_Materials provided:_
+===+

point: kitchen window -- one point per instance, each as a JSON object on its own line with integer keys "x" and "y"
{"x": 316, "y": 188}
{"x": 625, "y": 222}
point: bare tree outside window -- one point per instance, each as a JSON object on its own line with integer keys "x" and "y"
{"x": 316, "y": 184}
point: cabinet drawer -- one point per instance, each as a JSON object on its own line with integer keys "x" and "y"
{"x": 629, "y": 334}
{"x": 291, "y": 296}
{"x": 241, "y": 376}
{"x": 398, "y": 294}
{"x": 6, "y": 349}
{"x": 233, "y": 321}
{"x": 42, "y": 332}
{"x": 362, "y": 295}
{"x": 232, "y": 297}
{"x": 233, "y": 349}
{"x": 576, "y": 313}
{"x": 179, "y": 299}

+===+

_Work order:_
Give back, word for word, the lines from the one with "point: bare tree" through the last line of the entries, both included, and no other line.

_Task response:_
point: bare tree outside window -- one point per instance, each as a JSON object on its own line with integer keys "x" and "y"
{"x": 316, "y": 184}
point: cabinet drawer -- one point per instance, each as a JSON object on its own line with integer keys "x" and "y"
{"x": 629, "y": 334}
{"x": 291, "y": 296}
{"x": 241, "y": 376}
{"x": 398, "y": 294}
{"x": 6, "y": 349}
{"x": 233, "y": 321}
{"x": 42, "y": 332}
{"x": 362, "y": 295}
{"x": 232, "y": 297}
{"x": 233, "y": 349}
{"x": 576, "y": 313}
{"x": 179, "y": 299}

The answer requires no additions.